## Written instruction
Can you rewrite the records below with every "innermost point" changed to "center point" and nothing else altered?

________________________

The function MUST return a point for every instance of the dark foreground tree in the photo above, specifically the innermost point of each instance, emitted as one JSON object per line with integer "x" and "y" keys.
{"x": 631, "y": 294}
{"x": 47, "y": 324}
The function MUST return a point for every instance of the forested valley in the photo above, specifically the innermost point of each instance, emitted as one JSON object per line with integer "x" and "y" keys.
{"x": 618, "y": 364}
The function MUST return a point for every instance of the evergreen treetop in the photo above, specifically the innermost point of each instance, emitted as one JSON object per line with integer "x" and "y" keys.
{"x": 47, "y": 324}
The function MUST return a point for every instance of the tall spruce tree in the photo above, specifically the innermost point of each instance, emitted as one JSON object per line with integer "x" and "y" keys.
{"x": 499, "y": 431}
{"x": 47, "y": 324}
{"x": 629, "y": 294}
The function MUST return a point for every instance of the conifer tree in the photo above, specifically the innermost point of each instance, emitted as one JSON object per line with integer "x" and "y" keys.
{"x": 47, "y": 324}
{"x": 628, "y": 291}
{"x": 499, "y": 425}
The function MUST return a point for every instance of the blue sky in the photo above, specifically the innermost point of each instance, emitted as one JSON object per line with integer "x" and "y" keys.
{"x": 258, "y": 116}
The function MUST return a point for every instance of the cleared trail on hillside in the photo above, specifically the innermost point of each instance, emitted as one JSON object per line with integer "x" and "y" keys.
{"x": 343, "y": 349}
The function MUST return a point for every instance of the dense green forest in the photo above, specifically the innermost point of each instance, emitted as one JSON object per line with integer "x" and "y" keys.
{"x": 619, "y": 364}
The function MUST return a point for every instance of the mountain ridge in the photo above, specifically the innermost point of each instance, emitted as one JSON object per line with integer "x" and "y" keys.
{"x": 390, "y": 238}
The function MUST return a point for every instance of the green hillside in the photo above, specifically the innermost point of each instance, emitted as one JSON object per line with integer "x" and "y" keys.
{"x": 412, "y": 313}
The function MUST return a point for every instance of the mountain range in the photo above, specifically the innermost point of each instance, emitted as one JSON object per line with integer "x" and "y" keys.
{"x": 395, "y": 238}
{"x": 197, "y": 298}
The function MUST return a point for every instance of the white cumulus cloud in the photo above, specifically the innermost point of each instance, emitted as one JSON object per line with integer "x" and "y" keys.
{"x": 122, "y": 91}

________________________

## In response
The function MUST return a point for every instance of the dark foreground tree in the photo above, specifically the center point of each instance, emitted as one JSON object per line with integer "x" and "y" keys.
{"x": 631, "y": 294}
{"x": 47, "y": 324}
The function MUST return a point for every instance of the forested valley in the photo above, specifically the center point of each instance, emitted as one JSON object per line with integer "x" and "y" keys.
{"x": 618, "y": 364}
The function MUST return a point for every instance of the evergreen treetop in the photo above, specifically the center point of each instance, emitted as one JSON object per line with integer "x" and "y" keys.
{"x": 47, "y": 324}
The function MUST return a point for every instance of the tall spruce tree in the photo above, specifically the center point of each instance, emitted as one JSON object per line with integer "x" and "y" keys.
{"x": 499, "y": 431}
{"x": 47, "y": 324}
{"x": 629, "y": 294}
The function MUST return a point for every instance of the conifer tree in the photo above, specifically the center point of each instance, emitted as one JSON object per line with integer "x" and "y" keys.
{"x": 47, "y": 324}
{"x": 628, "y": 291}
{"x": 499, "y": 425}
The function MUST return a point for every instance of the blue sky in the photo above, specifically the center point of each instance, emitted as one JSON object per line with integer "x" and "y" keys.
{"x": 258, "y": 116}
The function MUST return a point for every instance of the cleared trail on hillside in the photo above, specifically the center point of each instance, emitted as one JSON object per line with integer "x" and "y" keys.
{"x": 343, "y": 349}
The function MUST return a point for every instance of the dense green forest in the photo above, specifically the center point of each instance, emitted as one JSON object per line with integer "x" and "y" keys.
{"x": 619, "y": 364}
The function MUST return a point for every instance of the mountain ridge in the photo above, specifically the center point of each instance, emitted as one JSON object per line with integer "x" and "y" keys.
{"x": 390, "y": 238}
The function MUST return a point for every instance of the green hillside in the photo above, specifically the center point of each instance, emitted as one JSON object per line with integer "x" and "y" keys.
{"x": 412, "y": 313}
The function MUST return a point for every instance of the mountain range in the photo above, specifically the center point of each instance, emitted as one JSON object per line with integer "x" and "y" keys.
{"x": 395, "y": 238}
{"x": 197, "y": 298}
The function MUST return a point for every instance of the white cumulus cloud in the photo above, specifically the center point of each instance, emitted as one JSON object per line with integer "x" and "y" keys.
{"x": 122, "y": 91}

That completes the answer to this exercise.